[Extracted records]
+===+
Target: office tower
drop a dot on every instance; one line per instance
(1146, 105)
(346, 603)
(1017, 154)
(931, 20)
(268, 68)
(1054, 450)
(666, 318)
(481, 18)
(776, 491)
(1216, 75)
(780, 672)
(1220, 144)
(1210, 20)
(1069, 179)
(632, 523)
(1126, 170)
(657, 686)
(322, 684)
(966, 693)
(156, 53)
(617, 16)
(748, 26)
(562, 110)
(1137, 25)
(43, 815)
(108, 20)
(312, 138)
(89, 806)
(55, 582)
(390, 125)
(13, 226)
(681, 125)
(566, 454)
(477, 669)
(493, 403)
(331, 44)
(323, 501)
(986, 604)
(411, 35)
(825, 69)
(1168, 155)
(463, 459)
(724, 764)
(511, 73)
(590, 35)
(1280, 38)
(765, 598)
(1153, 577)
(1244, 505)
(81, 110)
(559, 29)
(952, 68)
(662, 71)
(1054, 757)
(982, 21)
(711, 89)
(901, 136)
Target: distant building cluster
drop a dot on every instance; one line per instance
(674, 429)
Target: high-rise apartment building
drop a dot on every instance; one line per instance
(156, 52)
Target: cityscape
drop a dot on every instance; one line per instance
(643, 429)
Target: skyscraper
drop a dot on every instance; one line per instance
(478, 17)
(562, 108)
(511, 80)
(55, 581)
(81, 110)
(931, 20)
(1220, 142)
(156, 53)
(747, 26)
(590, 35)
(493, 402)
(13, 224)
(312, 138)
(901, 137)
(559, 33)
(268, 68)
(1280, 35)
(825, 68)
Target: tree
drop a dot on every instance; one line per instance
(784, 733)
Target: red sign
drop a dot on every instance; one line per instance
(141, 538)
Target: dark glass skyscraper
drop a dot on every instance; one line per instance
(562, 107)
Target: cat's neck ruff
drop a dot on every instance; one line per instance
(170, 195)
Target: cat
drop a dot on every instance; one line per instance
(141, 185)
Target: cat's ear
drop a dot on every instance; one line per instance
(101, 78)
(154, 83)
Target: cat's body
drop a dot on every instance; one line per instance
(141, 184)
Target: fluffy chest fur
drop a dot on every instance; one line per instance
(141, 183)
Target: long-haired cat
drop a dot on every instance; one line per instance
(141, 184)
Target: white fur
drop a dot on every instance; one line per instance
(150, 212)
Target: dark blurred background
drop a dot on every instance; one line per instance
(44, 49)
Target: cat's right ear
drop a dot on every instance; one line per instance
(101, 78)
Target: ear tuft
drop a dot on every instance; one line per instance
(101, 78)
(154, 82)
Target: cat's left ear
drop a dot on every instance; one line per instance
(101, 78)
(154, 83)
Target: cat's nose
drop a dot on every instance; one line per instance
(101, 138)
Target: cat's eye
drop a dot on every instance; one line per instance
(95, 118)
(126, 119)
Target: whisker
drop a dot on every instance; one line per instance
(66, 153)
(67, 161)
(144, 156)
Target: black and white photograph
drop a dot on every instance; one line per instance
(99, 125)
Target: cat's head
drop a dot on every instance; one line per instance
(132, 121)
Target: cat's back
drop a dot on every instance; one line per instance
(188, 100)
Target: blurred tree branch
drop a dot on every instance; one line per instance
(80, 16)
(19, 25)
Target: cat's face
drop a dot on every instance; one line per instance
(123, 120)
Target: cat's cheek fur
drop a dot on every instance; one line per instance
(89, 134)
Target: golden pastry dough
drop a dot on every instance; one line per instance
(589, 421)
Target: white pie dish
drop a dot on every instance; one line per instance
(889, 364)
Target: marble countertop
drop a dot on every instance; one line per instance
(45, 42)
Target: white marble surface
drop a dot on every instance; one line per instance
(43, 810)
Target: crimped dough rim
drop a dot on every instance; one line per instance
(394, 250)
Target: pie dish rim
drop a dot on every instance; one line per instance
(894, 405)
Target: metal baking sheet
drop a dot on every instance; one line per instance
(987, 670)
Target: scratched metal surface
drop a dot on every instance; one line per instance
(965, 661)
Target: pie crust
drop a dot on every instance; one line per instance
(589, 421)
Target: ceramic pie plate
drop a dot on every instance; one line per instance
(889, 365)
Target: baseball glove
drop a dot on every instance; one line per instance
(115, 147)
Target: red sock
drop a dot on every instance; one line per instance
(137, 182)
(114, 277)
+===+
### Task goal
Look through the records for the word "marble". Every line that has it should be copied.

### Solution
Target: marble countertop
Target: white marble surface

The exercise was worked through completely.